WHAT THE EXERCISE ASKS.
Repeat each of the records below verbatim, from the first line to the last.

-- start RECORDS SUPPLIED --

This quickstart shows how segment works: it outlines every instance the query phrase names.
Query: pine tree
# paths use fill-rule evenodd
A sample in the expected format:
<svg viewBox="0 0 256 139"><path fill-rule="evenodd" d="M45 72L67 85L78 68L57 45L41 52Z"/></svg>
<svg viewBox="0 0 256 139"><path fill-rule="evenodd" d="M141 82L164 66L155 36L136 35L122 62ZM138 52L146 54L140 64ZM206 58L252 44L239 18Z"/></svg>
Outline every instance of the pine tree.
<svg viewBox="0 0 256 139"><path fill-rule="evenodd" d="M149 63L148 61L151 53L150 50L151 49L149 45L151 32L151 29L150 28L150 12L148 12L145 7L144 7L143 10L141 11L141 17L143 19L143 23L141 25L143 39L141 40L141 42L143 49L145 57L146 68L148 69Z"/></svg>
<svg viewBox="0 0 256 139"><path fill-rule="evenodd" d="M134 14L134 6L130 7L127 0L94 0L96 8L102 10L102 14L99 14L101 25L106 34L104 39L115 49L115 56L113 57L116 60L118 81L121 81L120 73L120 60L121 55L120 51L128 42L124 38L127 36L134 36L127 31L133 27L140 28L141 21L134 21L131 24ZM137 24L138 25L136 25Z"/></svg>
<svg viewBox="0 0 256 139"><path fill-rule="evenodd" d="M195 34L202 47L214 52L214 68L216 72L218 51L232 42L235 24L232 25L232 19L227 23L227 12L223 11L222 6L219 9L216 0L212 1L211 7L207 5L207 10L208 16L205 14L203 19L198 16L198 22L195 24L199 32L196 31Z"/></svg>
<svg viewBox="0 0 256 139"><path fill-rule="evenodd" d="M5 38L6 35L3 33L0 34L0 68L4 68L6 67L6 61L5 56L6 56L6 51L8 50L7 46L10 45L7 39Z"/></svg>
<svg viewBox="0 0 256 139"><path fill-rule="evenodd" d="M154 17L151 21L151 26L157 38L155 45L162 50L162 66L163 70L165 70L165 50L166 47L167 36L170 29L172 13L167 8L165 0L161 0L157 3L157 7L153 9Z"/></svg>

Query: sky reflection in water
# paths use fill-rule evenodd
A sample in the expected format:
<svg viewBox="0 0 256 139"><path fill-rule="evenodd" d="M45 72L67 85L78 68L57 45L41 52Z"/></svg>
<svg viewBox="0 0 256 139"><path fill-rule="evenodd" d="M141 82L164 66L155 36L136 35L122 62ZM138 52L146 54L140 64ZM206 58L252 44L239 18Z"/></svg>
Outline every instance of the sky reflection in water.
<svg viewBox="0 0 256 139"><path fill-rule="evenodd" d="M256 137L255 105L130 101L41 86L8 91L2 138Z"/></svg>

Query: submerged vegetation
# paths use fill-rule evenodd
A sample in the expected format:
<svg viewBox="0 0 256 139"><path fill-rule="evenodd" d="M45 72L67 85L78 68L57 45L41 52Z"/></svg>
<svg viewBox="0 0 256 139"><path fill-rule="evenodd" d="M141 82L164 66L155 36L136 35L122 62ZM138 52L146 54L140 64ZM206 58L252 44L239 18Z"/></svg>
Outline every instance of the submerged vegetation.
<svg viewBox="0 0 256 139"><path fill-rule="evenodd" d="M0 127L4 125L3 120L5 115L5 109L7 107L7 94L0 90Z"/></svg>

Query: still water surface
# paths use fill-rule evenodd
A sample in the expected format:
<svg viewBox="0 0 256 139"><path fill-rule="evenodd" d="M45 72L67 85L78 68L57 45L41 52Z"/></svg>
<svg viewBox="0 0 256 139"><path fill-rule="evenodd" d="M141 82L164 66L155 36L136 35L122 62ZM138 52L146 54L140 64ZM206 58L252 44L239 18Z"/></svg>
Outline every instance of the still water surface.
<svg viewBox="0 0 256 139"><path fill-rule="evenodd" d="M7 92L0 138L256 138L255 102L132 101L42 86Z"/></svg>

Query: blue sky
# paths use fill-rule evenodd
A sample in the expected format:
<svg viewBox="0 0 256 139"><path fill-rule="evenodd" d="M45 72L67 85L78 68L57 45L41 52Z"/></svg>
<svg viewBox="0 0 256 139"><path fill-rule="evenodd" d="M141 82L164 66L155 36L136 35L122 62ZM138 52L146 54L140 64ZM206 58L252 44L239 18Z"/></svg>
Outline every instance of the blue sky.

-- end RECORDS SUPPLIED --

SOLUTION FOR THIS EXERCISE.
This quickstart shows how segment works: it outlines every instance the query phrase names.
Query: pine tree
# paths use fill-rule evenodd
A sample in the expected format:
<svg viewBox="0 0 256 139"><path fill-rule="evenodd" d="M45 72L67 85L78 68L57 45L41 52Z"/></svg>
<svg viewBox="0 0 256 139"><path fill-rule="evenodd" d="M141 82L164 66L155 36L136 35L122 62ZM138 52L146 54L140 64ZM206 58L252 44L239 18Z"/></svg>
Outline every instance of the pine tree.
<svg viewBox="0 0 256 139"><path fill-rule="evenodd" d="M149 63L148 61L151 53L150 50L151 49L149 45L151 32L151 29L150 28L150 12L148 12L145 7L144 7L143 10L141 11L141 17L143 19L143 23L141 25L143 39L141 40L141 42L143 49L145 57L146 68L148 69Z"/></svg>
<svg viewBox="0 0 256 139"><path fill-rule="evenodd" d="M134 14L134 6L130 7L127 0L94 0L96 8L102 10L102 14L99 14L101 25L106 34L104 39L115 49L115 56L113 57L116 60L118 81L121 81L120 73L120 60L121 55L120 51L128 42L124 38L127 36L134 36L127 31L133 27L140 28L141 21L134 21L131 24ZM137 24L138 25L136 25Z"/></svg>
<svg viewBox="0 0 256 139"><path fill-rule="evenodd" d="M195 34L202 47L214 52L214 68L216 72L218 51L232 42L235 24L232 25L232 19L227 23L227 12L223 11L222 6L219 9L216 0L212 1L211 7L207 5L207 10L208 16L205 14L203 19L198 16L198 22L195 24L199 32L196 31Z"/></svg>
<svg viewBox="0 0 256 139"><path fill-rule="evenodd" d="M5 38L6 35L3 33L0 34L0 68L4 68L6 67L6 61L5 56L6 56L6 51L8 50L7 46L10 45L7 39Z"/></svg>
<svg viewBox="0 0 256 139"><path fill-rule="evenodd" d="M154 17L151 21L151 26L157 38L155 45L162 50L162 66L163 70L165 70L165 50L166 47L167 36L170 29L172 13L167 8L165 0L161 0L157 3L157 7L153 9Z"/></svg>

Query: sky reflection in water
# paths use fill-rule evenodd
A sample in the expected format:
<svg viewBox="0 0 256 139"><path fill-rule="evenodd" d="M45 72L67 85L78 68L57 45L41 52Z"/></svg>
<svg viewBox="0 0 256 139"><path fill-rule="evenodd" d="M141 82L164 66L155 36L136 35L122 62ZM138 52L146 54L140 64ZM206 58L252 44L239 18Z"/></svg>
Outline every instance of the sky reflection in water.
<svg viewBox="0 0 256 139"><path fill-rule="evenodd" d="M256 137L255 105L130 101L41 86L8 91L2 138Z"/></svg>

Query: submerged vegetation
# paths use fill-rule evenodd
A sample in the expected format:
<svg viewBox="0 0 256 139"><path fill-rule="evenodd" d="M45 72L67 85L78 68L57 45L41 52Z"/></svg>
<svg viewBox="0 0 256 139"><path fill-rule="evenodd" d="M141 82L164 66L155 36L136 35L122 62ZM138 52L146 54L140 64ZM206 58L252 44L239 18Z"/></svg>
Outline every instance of the submerged vegetation.
<svg viewBox="0 0 256 139"><path fill-rule="evenodd" d="M0 127L4 125L3 120L5 115L5 109L7 107L7 94L0 90Z"/></svg>

Query: still water surface
# paths use fill-rule evenodd
A sample in the expected format:
<svg viewBox="0 0 256 139"><path fill-rule="evenodd" d="M45 72L67 85L78 68L57 45L41 52Z"/></svg>
<svg viewBox="0 0 256 139"><path fill-rule="evenodd" d="M141 82L164 66L155 36L136 35L122 62ZM138 52L146 54L140 64ZM206 58L252 44L239 18Z"/></svg>
Outline every instance of the still water surface.
<svg viewBox="0 0 256 139"><path fill-rule="evenodd" d="M7 92L0 138L256 138L255 102L132 101L42 86Z"/></svg>

Query: blue sky
# paths use fill-rule evenodd
A sample in the expected format:
<svg viewBox="0 0 256 139"><path fill-rule="evenodd" d="M45 72L67 85L78 68L57 45L41 52Z"/></svg>
<svg viewBox="0 0 256 139"><path fill-rule="evenodd" d="M141 82L164 66L155 36L136 35L122 62ZM138 52L146 54L140 64ZM206 58L252 44L239 18Z"/></svg>
Outline every instance of the blue sky.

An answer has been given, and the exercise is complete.